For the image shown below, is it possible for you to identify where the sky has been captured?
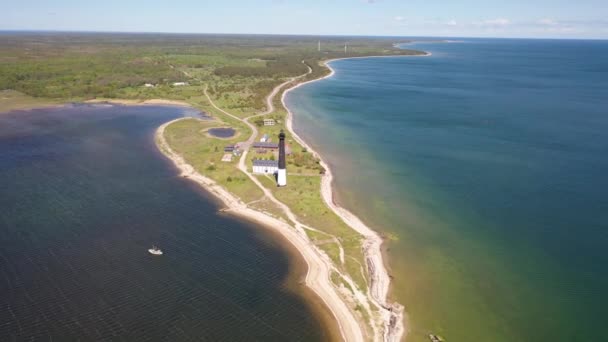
[0,0,608,39]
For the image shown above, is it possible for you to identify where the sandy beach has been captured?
[154,54,430,342]
[84,99,192,107]
[281,53,431,341]
[156,119,364,341]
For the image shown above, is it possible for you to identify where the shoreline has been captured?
[281,52,432,341]
[4,52,431,342]
[82,99,192,107]
[155,118,365,342]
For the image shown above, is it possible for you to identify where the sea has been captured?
[0,105,328,341]
[286,38,608,342]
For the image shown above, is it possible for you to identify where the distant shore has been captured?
[281,52,432,341]
[5,49,431,342]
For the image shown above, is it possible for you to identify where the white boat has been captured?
[148,246,163,255]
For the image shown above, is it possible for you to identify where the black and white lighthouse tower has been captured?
[277,130,287,186]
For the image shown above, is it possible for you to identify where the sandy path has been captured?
[156,119,364,342]
[162,54,430,342]
[281,53,431,341]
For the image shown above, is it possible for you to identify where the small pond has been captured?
[207,127,236,138]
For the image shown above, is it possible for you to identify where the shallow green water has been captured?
[287,39,608,341]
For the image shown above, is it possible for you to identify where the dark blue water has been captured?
[0,106,327,341]
[288,39,608,341]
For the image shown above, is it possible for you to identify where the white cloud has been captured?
[474,18,511,26]
[538,18,559,26]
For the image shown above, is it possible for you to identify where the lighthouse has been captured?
[277,130,287,186]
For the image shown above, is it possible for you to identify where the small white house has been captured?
[253,159,279,175]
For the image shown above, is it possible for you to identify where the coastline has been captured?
[5,53,431,341]
[83,99,192,107]
[155,118,365,341]
[281,52,432,341]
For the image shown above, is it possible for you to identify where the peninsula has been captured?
[0,34,426,341]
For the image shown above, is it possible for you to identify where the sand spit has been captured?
[281,52,431,342]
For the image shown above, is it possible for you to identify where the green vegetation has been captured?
[165,119,263,202]
[0,33,422,311]
[0,90,60,113]
[0,33,420,115]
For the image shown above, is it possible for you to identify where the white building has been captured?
[253,159,279,175]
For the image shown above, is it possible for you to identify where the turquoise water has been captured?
[0,106,327,341]
[287,39,608,341]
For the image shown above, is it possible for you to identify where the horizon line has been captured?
[0,29,608,41]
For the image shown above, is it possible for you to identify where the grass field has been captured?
[0,33,422,320]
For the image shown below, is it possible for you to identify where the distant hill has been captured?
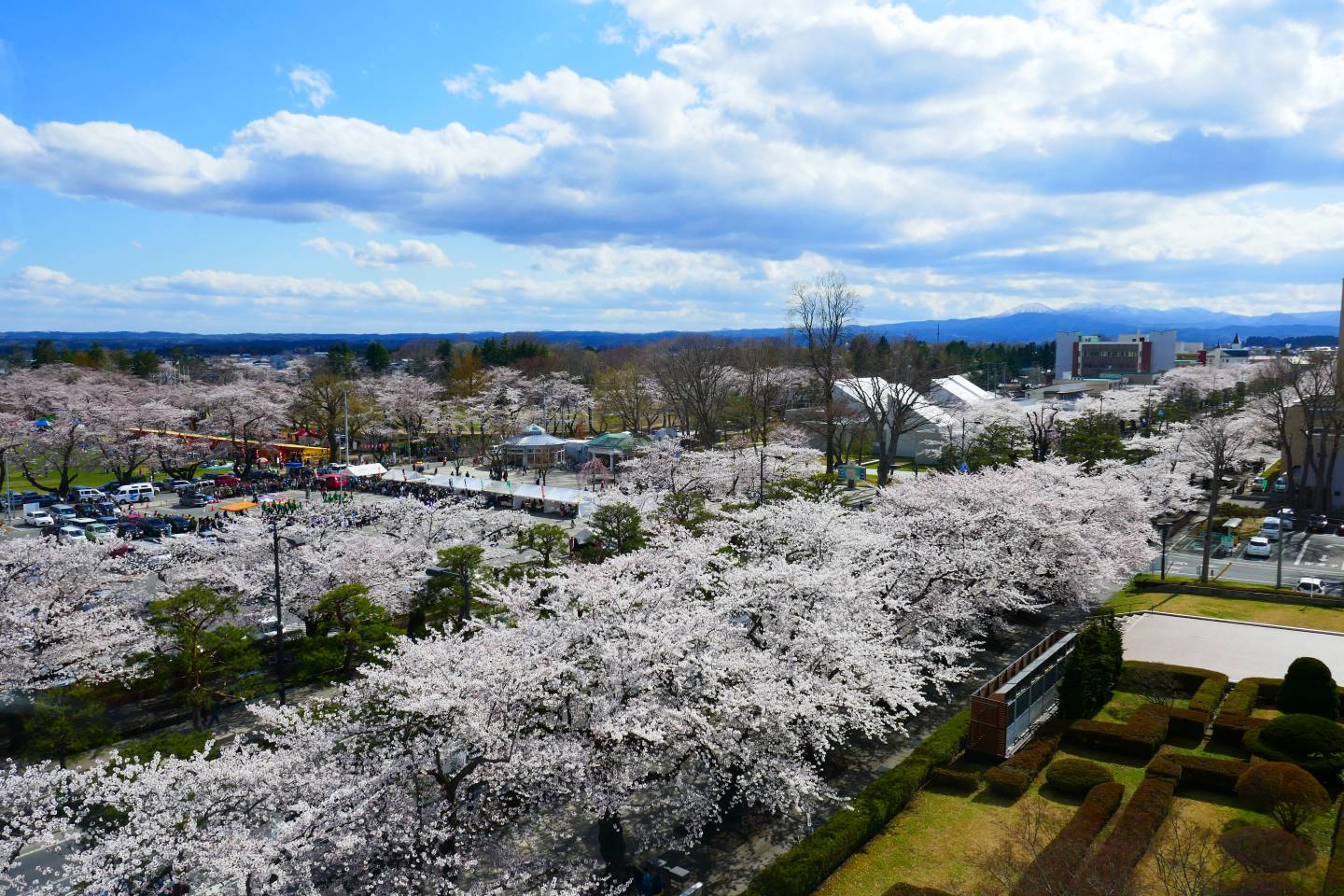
[0,303,1338,355]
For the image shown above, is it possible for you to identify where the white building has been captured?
[832,376,957,458]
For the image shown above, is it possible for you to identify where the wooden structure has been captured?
[966,631,1078,759]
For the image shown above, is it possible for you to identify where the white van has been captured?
[113,483,155,502]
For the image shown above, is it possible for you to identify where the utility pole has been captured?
[340,389,349,466]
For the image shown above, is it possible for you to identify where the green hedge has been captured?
[1064,704,1170,761]
[929,765,980,794]
[1167,752,1252,796]
[1212,712,1268,747]
[1012,783,1125,896]
[743,709,971,896]
[1322,808,1344,896]
[1078,777,1176,896]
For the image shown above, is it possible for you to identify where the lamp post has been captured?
[260,501,294,706]
[1157,520,1166,581]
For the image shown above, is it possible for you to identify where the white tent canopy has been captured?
[383,469,428,483]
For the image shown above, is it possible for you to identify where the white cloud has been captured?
[13,265,74,287]
[491,66,616,119]
[289,66,336,109]
[443,63,493,100]
[302,236,453,267]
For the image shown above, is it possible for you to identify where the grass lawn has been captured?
[1134,791,1338,893]
[815,749,1143,896]
[1106,593,1344,631]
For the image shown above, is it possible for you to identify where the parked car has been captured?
[85,523,112,541]
[1293,578,1325,596]
[135,516,172,539]
[164,516,190,532]
[177,489,215,508]
[116,520,144,541]
[22,508,56,528]
[66,485,104,504]
[1246,535,1274,557]
[113,483,155,504]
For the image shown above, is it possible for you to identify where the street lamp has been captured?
[260,501,299,706]
[1157,520,1166,581]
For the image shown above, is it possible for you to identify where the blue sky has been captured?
[0,0,1344,332]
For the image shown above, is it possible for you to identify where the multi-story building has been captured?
[1055,330,1176,380]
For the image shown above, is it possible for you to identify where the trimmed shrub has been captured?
[743,709,971,896]
[1242,713,1344,780]
[1218,825,1316,874]
[882,884,952,896]
[1045,758,1115,796]
[1218,875,1307,896]
[929,765,980,794]
[1157,707,1209,740]
[1322,811,1344,896]
[1064,704,1169,759]
[1237,762,1331,833]
[986,765,1030,799]
[1212,712,1268,747]
[1168,752,1250,795]
[1079,777,1176,896]
[1218,679,1259,716]
[1012,778,1125,896]
[1143,753,1182,783]
[1059,617,1125,719]
[1274,657,1340,720]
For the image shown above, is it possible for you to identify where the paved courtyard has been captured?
[1125,612,1344,681]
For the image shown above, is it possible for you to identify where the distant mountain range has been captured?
[0,303,1338,355]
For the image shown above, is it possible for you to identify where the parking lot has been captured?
[1167,532,1344,593]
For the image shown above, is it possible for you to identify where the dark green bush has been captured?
[929,765,980,794]
[1218,875,1307,896]
[1212,712,1268,747]
[1045,758,1115,795]
[1012,784,1125,896]
[1064,704,1169,759]
[1242,713,1344,780]
[1274,657,1340,720]
[1059,617,1125,719]
[1218,825,1316,874]
[117,731,219,763]
[986,765,1030,799]
[1167,752,1250,795]
[1079,777,1176,896]
[743,710,971,896]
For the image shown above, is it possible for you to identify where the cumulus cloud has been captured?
[443,63,493,100]
[0,0,1344,326]
[289,66,336,109]
[13,265,74,287]
[302,236,452,267]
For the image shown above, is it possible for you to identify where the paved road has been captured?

# [WHAT YOU HAVE TO DO]
Reproduce only the part of the material that opens with the line containing "peninsula has been captured?" and closes with the line containing "[281,52,431,342]", both lines included. Raise every coordinate in the bracketed answers by 67 and leave all other lines unchanged.

# [FINAL RESULT]
For the image shown above, is it possible for you to identify where the peninsula has been captured?
[67,101,493,408]
For the image shown above, is it possible for you to identify where the sand spit has been captured?
[348,119,498,409]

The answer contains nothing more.